Assignment | Find out how many lines of the material contain the string "animal" and give only that figure.

Start of Block

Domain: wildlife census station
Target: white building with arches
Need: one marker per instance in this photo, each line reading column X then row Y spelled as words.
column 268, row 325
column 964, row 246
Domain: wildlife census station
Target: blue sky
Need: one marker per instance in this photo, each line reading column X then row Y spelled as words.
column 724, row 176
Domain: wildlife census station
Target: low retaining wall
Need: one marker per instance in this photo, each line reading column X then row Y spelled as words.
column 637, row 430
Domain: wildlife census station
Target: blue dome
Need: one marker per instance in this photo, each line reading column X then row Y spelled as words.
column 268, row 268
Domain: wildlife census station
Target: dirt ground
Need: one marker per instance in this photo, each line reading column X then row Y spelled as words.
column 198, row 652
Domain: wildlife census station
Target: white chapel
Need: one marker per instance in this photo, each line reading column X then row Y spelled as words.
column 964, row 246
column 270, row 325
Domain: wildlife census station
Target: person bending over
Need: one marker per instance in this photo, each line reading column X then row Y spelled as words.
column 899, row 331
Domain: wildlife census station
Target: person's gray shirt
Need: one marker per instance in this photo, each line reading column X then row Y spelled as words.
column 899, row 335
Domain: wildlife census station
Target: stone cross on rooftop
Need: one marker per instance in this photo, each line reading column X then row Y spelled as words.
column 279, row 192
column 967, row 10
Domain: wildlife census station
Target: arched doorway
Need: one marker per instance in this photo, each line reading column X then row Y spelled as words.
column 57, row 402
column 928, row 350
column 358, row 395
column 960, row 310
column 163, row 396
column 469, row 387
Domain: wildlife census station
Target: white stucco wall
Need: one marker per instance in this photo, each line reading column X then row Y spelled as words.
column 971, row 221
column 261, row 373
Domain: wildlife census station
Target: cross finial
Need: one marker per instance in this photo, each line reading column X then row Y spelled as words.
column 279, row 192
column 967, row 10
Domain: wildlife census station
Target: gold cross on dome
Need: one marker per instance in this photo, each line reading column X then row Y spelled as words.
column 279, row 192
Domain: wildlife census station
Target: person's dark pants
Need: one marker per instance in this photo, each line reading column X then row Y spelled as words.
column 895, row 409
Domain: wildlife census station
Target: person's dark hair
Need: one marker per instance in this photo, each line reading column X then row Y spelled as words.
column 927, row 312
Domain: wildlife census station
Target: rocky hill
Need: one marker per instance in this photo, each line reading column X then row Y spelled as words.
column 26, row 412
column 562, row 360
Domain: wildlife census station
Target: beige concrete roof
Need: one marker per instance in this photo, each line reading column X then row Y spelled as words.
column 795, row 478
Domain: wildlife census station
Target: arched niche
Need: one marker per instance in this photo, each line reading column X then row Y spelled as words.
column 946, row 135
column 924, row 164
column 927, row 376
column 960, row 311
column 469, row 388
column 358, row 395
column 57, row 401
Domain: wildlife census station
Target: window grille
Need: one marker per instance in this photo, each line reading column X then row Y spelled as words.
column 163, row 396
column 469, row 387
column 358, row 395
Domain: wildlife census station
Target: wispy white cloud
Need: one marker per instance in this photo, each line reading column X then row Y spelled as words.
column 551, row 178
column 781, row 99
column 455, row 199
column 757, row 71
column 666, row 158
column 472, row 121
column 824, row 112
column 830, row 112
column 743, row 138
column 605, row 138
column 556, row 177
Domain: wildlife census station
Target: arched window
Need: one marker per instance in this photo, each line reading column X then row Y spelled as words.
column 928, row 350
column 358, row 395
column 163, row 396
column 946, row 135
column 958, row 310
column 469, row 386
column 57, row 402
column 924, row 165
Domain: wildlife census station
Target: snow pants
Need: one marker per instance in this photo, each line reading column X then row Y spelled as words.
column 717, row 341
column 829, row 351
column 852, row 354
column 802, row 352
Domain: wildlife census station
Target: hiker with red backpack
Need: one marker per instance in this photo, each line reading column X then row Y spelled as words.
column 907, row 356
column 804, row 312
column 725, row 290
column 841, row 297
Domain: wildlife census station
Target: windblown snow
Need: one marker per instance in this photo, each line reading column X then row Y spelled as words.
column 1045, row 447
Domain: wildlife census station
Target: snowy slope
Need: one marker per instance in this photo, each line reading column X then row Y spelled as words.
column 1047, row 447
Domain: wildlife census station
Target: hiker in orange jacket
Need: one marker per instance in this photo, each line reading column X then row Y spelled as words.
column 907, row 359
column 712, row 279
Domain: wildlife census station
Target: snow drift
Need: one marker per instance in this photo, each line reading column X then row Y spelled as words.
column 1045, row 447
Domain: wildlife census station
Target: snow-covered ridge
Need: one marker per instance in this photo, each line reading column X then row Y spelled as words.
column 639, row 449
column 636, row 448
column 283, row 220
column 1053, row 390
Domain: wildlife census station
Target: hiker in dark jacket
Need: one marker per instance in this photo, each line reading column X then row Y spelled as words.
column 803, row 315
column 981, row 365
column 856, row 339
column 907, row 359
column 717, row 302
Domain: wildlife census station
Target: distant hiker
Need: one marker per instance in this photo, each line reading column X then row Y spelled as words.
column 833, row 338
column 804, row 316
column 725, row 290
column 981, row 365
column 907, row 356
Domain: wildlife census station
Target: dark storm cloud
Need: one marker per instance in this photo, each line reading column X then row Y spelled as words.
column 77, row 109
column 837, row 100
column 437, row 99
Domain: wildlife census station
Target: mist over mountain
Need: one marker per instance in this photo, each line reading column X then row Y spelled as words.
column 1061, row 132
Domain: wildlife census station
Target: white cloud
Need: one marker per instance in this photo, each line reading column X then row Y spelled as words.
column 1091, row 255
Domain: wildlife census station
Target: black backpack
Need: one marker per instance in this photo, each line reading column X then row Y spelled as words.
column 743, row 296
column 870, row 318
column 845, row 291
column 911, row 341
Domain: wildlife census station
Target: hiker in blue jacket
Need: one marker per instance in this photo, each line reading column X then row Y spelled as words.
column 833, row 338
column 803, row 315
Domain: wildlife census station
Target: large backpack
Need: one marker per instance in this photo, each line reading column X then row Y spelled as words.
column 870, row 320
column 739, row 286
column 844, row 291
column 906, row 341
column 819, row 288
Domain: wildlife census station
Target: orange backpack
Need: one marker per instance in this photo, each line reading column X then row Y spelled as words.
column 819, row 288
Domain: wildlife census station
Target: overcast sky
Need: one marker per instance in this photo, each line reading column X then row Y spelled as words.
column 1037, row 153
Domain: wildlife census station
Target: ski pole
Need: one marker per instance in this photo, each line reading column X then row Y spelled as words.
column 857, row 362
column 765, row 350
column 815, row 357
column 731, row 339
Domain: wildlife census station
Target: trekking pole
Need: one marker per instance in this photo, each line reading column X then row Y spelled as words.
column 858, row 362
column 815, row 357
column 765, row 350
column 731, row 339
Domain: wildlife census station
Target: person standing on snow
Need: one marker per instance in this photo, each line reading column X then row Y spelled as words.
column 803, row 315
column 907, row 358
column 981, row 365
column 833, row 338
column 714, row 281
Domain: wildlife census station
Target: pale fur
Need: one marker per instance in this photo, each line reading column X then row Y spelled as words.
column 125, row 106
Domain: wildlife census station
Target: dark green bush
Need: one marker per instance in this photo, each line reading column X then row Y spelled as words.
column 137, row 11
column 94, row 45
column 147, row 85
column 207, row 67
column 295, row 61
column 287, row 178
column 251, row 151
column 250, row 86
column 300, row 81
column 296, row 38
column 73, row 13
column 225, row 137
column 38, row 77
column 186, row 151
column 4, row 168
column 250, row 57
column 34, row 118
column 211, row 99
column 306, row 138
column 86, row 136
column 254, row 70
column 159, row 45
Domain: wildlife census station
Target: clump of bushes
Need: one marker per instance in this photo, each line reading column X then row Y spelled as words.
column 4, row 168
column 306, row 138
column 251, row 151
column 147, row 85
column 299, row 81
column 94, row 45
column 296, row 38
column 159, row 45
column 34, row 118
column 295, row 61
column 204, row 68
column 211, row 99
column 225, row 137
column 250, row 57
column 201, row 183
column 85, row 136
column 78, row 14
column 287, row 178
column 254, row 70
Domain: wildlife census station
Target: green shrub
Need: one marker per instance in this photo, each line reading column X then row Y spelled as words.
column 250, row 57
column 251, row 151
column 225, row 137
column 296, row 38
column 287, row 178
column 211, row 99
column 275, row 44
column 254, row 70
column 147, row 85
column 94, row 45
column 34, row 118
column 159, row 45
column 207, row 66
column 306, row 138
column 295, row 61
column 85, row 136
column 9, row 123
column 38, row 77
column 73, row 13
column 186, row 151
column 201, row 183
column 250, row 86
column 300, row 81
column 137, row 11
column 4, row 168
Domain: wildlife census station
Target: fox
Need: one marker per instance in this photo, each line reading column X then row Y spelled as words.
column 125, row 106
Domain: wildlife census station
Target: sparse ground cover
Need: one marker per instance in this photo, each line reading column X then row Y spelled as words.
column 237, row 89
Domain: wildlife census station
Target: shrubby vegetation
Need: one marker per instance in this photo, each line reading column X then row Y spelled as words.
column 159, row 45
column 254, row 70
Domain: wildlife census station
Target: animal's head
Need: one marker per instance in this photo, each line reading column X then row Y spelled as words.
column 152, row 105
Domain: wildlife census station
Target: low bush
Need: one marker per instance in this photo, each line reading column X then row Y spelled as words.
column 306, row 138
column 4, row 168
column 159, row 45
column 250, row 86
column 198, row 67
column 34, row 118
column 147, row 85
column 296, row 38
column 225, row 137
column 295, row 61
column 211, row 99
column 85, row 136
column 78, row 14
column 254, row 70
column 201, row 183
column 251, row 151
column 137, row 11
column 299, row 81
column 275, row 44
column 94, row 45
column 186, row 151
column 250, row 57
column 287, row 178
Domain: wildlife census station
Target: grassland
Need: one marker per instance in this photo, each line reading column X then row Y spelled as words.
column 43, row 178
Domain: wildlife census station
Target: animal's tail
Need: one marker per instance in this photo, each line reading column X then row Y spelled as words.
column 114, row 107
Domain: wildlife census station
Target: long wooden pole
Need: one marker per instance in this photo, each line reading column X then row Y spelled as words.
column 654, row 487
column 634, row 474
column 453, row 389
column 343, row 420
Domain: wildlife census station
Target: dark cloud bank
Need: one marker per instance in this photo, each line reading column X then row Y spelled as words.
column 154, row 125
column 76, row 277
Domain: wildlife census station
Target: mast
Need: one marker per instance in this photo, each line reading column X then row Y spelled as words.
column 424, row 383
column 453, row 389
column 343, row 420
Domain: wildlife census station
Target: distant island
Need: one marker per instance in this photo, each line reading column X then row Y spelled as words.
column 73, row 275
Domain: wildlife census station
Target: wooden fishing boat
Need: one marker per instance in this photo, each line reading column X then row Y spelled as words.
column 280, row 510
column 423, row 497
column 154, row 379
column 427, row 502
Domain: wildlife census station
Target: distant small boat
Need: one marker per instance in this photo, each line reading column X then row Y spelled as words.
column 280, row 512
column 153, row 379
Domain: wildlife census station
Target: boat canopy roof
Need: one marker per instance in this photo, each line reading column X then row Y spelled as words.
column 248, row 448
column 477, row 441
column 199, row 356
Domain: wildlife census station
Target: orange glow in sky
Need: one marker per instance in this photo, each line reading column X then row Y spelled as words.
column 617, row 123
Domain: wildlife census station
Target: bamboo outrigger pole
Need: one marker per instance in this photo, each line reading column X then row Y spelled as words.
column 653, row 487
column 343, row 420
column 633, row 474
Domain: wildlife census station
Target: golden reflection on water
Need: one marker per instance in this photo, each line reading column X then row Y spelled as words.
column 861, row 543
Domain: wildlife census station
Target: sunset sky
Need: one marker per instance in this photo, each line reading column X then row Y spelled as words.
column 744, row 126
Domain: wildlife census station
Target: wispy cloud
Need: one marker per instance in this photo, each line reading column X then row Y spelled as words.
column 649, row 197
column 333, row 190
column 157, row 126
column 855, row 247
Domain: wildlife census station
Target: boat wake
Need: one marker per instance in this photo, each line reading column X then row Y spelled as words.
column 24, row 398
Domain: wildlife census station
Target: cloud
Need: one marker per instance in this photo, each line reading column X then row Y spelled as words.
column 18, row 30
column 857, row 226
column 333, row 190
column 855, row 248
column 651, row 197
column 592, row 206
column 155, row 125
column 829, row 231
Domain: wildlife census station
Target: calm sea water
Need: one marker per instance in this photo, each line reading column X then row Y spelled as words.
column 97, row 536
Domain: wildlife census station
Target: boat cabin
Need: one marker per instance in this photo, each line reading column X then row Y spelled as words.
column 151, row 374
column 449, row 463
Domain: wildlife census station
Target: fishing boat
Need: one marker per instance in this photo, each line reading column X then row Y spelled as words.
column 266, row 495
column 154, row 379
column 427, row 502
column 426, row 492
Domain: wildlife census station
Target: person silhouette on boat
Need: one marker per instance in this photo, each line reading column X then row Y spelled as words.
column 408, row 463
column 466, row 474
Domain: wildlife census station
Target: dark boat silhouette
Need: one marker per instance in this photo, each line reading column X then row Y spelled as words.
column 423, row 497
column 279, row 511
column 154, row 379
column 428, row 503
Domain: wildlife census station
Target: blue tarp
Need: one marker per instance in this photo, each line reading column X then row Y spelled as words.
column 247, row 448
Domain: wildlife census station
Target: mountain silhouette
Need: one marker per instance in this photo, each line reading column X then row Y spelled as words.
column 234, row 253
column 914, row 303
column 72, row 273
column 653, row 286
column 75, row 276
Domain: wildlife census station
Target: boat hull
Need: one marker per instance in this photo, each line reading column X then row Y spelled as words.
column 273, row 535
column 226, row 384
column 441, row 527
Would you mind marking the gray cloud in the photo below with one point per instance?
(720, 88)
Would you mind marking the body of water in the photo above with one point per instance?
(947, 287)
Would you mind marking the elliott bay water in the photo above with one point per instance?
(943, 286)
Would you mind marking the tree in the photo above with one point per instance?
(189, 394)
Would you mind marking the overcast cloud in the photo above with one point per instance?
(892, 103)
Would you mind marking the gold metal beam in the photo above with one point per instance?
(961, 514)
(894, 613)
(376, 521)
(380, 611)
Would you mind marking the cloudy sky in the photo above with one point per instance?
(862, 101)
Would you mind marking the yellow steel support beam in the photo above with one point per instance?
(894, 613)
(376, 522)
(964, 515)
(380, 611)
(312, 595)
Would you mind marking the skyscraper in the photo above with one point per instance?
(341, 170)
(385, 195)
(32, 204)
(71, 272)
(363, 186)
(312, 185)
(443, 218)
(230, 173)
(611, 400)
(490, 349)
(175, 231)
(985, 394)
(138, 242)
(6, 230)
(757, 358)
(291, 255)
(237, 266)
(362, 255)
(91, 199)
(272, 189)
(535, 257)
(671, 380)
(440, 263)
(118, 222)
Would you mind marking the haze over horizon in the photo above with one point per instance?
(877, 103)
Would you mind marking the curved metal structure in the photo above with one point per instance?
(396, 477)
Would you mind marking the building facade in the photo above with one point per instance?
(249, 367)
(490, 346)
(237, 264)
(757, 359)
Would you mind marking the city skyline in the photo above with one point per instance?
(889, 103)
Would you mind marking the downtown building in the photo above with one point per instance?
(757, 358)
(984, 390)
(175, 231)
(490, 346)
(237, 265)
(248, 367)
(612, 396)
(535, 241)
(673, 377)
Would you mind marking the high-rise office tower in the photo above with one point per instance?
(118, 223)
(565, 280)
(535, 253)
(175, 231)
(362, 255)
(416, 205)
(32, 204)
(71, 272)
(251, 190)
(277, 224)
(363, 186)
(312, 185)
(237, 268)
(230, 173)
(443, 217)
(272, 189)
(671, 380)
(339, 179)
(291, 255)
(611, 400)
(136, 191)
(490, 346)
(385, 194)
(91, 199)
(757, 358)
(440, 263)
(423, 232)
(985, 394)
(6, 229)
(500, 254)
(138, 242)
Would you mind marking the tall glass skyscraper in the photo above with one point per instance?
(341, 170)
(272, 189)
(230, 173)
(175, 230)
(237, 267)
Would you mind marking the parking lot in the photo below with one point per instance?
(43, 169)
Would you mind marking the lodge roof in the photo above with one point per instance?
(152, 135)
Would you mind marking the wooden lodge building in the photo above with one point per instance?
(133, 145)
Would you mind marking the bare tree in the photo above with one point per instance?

End of Block

Written answer | 2